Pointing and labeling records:
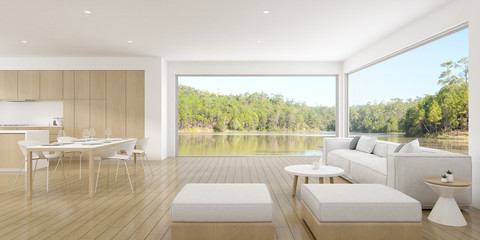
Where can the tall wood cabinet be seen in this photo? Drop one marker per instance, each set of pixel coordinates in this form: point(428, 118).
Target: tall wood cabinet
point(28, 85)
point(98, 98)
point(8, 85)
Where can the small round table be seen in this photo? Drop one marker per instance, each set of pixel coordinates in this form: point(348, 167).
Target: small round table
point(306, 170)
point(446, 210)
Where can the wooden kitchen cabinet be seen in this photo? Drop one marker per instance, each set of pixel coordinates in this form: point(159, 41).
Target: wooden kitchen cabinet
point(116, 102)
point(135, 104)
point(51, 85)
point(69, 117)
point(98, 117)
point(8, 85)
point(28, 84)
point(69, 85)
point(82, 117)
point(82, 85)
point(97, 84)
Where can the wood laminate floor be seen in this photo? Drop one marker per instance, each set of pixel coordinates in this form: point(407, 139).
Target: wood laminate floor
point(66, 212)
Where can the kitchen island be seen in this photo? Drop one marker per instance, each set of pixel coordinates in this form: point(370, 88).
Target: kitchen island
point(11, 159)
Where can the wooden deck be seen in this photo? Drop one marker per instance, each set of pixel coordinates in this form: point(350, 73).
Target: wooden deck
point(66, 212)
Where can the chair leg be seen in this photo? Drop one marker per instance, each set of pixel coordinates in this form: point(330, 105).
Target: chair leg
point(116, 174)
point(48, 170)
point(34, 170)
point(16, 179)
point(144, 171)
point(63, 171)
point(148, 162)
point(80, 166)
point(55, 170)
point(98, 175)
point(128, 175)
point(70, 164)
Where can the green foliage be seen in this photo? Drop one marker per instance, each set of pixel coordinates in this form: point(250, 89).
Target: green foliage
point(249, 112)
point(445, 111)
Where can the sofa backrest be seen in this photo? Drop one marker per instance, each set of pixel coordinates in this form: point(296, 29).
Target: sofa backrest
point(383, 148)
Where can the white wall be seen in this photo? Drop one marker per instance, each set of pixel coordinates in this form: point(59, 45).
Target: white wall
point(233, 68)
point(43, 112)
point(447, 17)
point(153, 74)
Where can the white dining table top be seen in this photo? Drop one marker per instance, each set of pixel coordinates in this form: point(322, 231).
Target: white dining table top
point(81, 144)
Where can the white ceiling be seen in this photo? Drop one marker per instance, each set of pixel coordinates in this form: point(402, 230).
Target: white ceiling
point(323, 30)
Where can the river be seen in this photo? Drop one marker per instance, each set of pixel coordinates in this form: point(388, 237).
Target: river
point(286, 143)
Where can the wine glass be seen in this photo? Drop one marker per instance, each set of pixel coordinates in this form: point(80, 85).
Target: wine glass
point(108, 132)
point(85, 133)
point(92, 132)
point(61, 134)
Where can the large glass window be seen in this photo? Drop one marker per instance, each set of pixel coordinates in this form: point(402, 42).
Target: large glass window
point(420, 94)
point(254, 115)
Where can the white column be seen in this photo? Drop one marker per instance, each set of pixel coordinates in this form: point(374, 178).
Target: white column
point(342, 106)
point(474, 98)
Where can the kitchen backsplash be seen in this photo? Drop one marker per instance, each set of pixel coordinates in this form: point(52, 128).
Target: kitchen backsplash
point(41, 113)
...
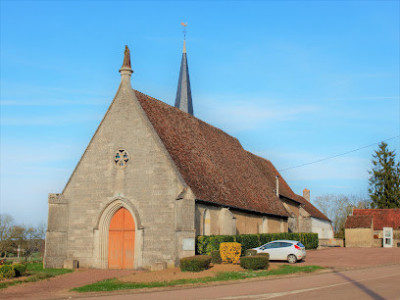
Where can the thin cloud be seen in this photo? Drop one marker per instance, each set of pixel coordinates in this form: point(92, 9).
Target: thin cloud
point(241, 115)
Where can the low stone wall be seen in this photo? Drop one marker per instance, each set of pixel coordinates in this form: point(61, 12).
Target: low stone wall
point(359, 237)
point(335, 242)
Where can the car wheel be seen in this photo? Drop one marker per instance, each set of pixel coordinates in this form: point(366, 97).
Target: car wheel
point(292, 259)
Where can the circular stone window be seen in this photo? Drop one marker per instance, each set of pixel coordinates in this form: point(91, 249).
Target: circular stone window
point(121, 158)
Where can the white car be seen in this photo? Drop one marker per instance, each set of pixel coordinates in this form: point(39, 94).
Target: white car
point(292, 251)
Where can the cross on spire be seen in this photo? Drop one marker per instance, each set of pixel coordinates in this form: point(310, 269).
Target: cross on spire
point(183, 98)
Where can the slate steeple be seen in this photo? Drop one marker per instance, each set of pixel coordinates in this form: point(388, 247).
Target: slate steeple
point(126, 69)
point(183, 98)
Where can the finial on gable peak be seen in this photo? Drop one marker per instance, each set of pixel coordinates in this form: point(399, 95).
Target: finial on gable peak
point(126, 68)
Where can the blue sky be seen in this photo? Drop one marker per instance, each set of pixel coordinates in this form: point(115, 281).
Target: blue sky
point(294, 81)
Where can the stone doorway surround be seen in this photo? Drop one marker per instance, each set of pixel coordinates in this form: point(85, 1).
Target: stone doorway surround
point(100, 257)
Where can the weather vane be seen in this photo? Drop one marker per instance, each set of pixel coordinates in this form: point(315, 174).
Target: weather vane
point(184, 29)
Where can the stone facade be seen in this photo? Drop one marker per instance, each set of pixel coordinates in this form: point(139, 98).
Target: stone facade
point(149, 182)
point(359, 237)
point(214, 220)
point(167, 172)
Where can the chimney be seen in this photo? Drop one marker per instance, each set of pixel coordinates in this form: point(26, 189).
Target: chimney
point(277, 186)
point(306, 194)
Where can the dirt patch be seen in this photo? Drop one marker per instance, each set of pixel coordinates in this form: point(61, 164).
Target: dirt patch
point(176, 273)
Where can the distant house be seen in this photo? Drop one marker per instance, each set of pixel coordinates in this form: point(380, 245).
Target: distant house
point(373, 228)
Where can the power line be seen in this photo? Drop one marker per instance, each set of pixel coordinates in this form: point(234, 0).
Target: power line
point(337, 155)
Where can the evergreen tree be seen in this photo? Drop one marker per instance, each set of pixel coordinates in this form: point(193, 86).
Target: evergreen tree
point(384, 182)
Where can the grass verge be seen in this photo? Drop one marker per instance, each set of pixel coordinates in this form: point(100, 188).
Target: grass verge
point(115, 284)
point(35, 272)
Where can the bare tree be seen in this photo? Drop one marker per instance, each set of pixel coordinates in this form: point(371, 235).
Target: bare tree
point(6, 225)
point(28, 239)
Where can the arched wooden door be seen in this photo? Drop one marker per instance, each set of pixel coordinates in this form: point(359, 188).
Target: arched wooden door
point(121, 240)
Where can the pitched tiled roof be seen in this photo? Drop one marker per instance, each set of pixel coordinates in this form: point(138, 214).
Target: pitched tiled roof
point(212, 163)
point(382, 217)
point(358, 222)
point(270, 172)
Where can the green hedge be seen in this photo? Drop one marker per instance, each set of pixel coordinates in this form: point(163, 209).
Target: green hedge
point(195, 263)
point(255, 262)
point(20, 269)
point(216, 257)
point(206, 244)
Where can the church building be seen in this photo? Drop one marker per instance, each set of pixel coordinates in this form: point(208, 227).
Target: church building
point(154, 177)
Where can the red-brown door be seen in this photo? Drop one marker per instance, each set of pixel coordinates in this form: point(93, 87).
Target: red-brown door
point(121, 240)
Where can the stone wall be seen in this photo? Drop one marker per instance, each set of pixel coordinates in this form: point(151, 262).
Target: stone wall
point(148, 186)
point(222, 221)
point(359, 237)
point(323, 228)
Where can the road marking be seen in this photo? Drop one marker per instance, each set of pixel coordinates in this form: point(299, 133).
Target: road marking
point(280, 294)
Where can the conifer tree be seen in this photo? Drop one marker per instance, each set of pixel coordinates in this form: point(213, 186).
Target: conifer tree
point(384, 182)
==
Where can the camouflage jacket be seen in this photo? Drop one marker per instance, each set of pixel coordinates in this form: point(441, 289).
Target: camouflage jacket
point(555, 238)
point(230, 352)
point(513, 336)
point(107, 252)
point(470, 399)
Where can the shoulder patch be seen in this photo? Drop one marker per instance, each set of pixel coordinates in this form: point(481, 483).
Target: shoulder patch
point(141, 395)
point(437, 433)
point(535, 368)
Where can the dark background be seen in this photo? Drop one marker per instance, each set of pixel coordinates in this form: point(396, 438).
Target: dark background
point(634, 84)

• [OBJECTIVE] Starting with the line containing "Where can the grass" and continuing through the line containing "point(35, 272)", can you write those lines out again with "grass verge" swapped for "grass strip" and everything else unchanged?

• [EXPECTED ANSWER]
Where can the grass strip be seen in this photo? Drop one marker per instance, each set of pixel coordinates in this form: point(100, 188).
Target: grass strip
point(115, 284)
point(35, 272)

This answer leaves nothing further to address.